**DIRECTIONS**
Return verbatim the run of lines that opens with the line holding "the bull's head" and closes with the last line of the records.

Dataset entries
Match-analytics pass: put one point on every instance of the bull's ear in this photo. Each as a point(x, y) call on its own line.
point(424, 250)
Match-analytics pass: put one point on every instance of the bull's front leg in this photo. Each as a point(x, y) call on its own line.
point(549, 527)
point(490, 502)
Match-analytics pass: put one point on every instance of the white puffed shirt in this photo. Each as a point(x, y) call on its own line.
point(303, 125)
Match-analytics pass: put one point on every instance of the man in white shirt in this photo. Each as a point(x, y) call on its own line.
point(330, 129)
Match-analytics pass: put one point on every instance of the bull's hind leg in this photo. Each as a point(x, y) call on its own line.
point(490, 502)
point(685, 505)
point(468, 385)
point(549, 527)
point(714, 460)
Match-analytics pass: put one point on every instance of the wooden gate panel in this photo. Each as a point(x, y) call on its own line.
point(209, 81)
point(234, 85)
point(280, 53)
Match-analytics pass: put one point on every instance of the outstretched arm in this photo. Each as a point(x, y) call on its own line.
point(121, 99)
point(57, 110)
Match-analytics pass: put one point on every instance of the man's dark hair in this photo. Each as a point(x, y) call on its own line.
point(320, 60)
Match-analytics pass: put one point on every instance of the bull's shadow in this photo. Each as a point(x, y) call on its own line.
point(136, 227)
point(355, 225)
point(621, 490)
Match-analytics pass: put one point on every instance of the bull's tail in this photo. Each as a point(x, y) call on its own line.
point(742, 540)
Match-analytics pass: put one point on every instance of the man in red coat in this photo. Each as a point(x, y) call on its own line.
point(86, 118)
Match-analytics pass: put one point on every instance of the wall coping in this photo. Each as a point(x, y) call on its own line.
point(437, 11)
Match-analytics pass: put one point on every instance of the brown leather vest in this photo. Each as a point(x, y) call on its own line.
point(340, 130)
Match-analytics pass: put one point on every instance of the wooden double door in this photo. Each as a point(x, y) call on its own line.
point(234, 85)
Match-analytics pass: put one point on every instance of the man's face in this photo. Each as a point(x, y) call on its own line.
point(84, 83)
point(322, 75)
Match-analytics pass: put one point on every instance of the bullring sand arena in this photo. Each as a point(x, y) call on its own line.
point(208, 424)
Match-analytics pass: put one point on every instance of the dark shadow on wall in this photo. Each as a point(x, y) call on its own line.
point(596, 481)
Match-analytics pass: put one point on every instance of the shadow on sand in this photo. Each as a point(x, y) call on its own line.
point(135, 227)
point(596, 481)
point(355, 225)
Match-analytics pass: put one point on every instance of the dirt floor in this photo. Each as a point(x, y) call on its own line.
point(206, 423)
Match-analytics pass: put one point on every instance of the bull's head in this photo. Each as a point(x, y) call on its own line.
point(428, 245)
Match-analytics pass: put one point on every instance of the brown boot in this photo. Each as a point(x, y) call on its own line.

**RESPONSE TO THE EXERCISE**
Match-analytics pass: put one point on every instance of the bull's head in this photo. Each as a point(x, y) call on its own line.
point(428, 245)
Match-analytics pass: put one point on every instance of the brown boot in this photo. Each as a point(x, y) call on its own line.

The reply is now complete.